O que a psicanálise mais revela é a sua preocupação com a inquietude da experiência do sujeito com o inconsciente e a sexualidade infantil no ser futuro homem e mulher, pai e mãe. Antes que seja tarde e ele se torne esquizofrênico, dissociando ação do pensamento perseguido por uma interpretação delirante da realidade. Enquanto a leitura freudiana estava centrada na neurose obsessiva, na histeria e na fobia, Jung avançou a psicanálise à psiquiatria no campo da psicose, analisando os efeitos do disfuncionamento cerebral na desintegração da personalidade.
Dedicou-se a experimentos de associação de palavras para chegar a uma associação de pensamentos, buscando um acesso aos fenômenos irracionais da psique que provaram objetivamente a existência do inconsciente reprimido com forte carga afetiva para interferir na sintomatologia das doenças mentais. Derivando para tudo aquilo até então considerado incompreensível e sem sentido, como fonte de criatividade e potencialidade, e não como depositário de vivências dolorosas recalcadas. Para simplesmente imaginar, sonhar e criar a partir de imagens e fantasias que estão aí no ar, cujo símbolo representa a conexão de opostos, encurtando a distância entre o consciente e o inconsciente que sempre desperta emoção.
○ ○ ○ ○ ○ ○ ○
COMPLETE O SEGUINTE
(A) Extraia do texto sobre Jung e a psicanálise, sem nenhuma alteração, todo o trecho desde "O que a psicanálise" até "desintegração da personalidade.".
(B) Responda com base no texto sobre Jung e a psicanálise:
(i) Em que quadros estava centrada a leitura freudiana?
(ii) A que tipo de experimentos Jung se dedicou?
(iii) O que representa o símbolo?

LISTAGEM DE DADOS
○ ○ ○ ○ ○ ○ ○
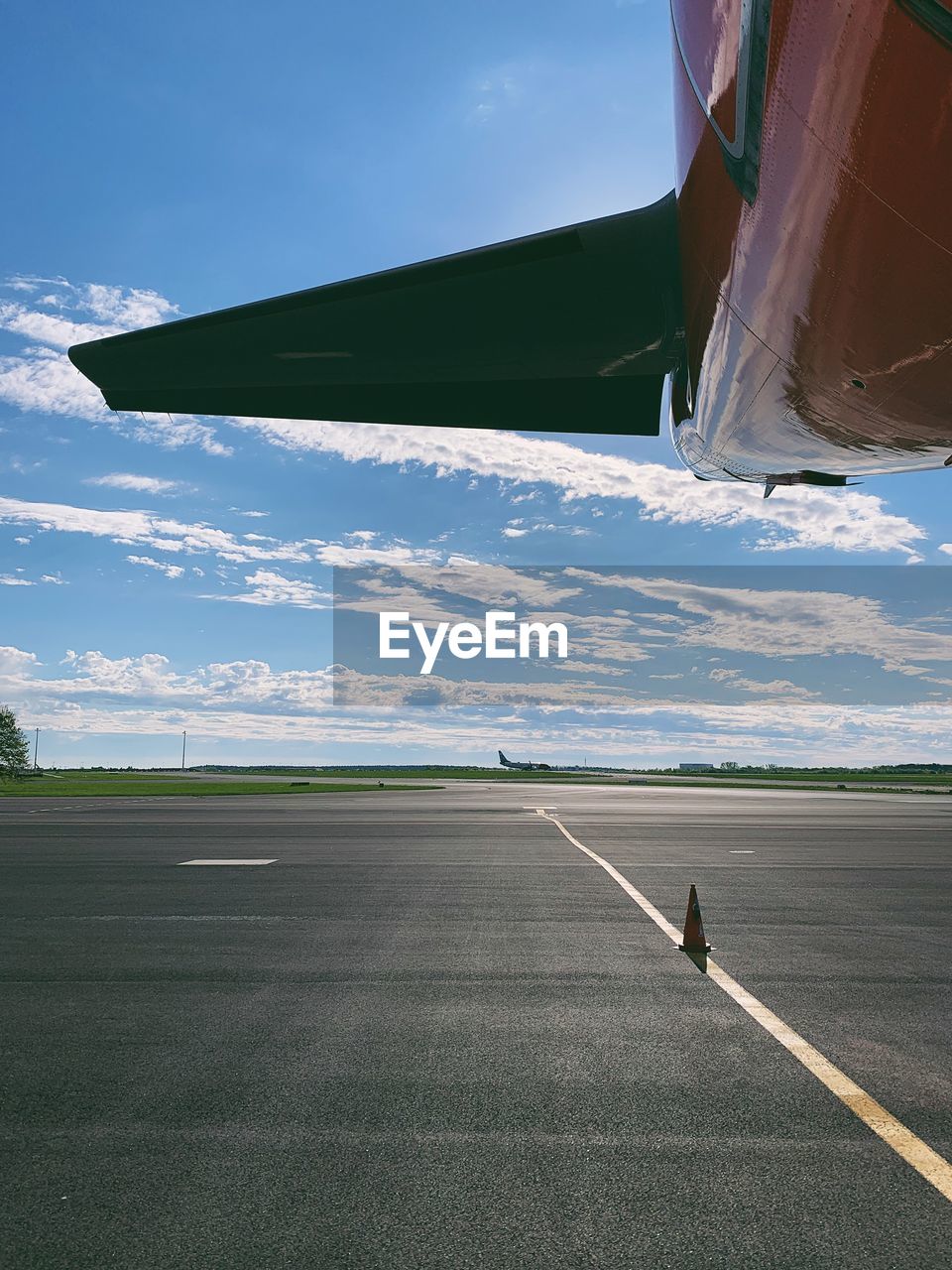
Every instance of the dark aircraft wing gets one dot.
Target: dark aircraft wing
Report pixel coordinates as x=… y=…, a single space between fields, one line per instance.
x=571 y=330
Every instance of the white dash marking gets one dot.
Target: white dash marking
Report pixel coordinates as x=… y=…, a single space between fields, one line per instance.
x=227 y=862
x=927 y=1162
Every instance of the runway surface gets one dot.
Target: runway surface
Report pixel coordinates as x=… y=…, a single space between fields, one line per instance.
x=434 y=1033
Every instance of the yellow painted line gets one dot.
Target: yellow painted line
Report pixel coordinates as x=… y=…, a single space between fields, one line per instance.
x=925 y=1161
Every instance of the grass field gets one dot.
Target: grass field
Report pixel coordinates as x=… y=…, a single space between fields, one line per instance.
x=141 y=785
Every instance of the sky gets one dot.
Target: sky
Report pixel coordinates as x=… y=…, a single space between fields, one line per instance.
x=158 y=574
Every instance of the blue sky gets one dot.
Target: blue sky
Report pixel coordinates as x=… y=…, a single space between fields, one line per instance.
x=180 y=158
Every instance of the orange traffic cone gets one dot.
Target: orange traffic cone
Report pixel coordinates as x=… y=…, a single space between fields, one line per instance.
x=693 y=939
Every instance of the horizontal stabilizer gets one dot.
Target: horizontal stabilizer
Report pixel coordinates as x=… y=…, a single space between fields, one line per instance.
x=570 y=330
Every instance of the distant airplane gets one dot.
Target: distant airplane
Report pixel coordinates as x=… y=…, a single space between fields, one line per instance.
x=524 y=767
x=794 y=286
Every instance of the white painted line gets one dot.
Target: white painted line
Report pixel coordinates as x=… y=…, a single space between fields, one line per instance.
x=227 y=862
x=925 y=1161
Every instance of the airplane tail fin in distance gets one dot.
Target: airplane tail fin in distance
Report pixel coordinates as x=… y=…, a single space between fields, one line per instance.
x=569 y=330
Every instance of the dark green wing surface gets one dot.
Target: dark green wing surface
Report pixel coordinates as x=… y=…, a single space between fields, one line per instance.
x=571 y=330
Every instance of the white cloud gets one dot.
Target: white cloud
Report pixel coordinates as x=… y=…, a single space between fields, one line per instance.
x=797 y=517
x=128 y=480
x=146 y=529
x=794 y=517
x=772 y=689
x=272 y=588
x=171 y=571
x=787 y=622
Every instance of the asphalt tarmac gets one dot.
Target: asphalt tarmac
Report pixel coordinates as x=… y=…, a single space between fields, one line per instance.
x=434 y=1034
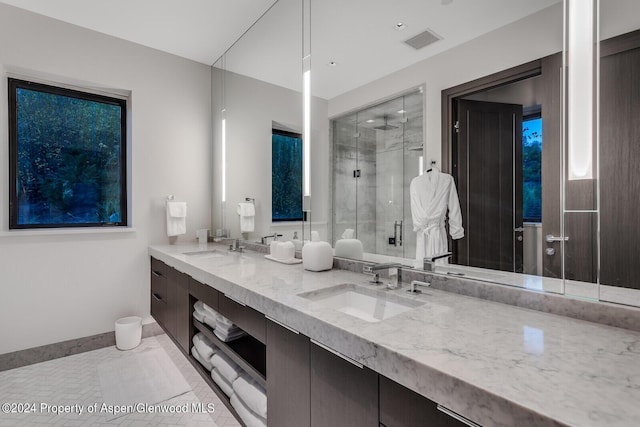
○ ○ ○ ○ ○ ○ ○
CONJUNTO DE RESPOSTAS
(A)
O que a psicanálise mais revela é a sua preocupação com a inquietude da experiência do sujeito com o inconsciente e a sexualidade infantil no ser futuro homem e mulher, pai e mãe. Antes que seja tarde e ele se torne esquizofrênico, dissociando ação do pensamento perseguido por uma interpretação delirante da realidade. Enquanto a leitura freudiana estava centrada na neurose obsessiva, na histeria e na fobia, Jung avançou a psicanálise à psiquiatria no campo da psicose, analisando os efeitos do disfuncionamento cerebral na desintegração da personalidade.

(B)
(i) Na neurose obsessiva, na histeria e na fobia.
(ii) A experimentos de associação de palavras.
(iii) A conexão de opostos.